• [WHAT THE EXERCISE ASKS]: Count how many rows below contain the word "photo". Reply with the number alone.

• [INPUT DATA]:
****************************************
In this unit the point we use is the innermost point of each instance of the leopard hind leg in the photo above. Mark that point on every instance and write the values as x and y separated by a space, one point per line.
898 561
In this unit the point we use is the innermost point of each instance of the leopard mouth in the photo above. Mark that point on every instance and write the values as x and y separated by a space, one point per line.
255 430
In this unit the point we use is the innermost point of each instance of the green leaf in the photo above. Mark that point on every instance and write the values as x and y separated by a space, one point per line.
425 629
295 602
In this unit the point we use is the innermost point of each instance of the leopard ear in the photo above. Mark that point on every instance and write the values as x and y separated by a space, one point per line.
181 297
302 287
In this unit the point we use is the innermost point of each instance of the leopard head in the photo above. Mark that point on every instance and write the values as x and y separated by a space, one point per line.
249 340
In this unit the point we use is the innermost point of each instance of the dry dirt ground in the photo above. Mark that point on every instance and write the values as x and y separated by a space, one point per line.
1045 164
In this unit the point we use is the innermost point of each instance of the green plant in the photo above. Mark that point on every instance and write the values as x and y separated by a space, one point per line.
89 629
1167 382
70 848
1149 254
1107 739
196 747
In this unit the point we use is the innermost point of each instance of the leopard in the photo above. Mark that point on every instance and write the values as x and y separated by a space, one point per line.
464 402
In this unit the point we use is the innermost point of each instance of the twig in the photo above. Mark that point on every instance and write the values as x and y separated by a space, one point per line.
****************************************
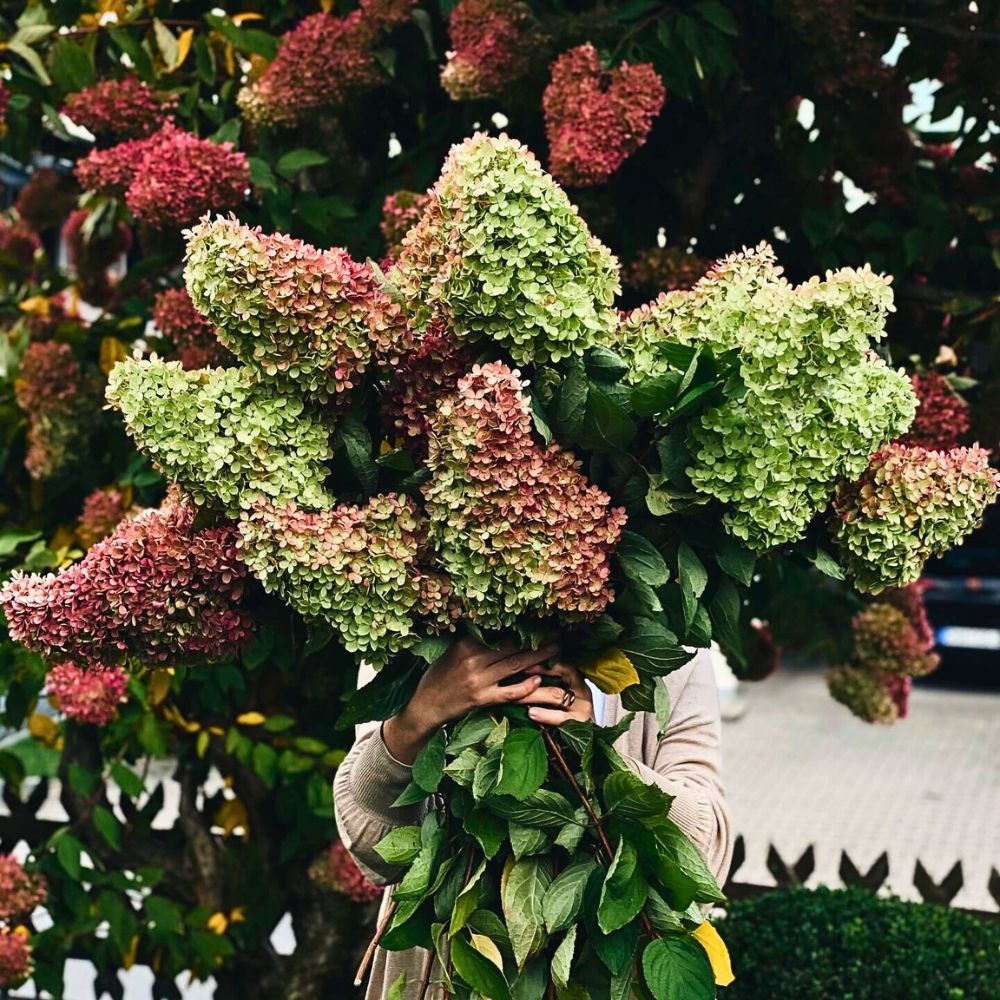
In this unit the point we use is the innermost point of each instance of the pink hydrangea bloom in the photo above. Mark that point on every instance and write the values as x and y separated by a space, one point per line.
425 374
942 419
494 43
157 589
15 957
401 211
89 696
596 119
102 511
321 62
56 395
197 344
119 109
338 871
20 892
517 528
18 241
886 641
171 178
****************************************
• [ANSWER TO THE TASK]: 10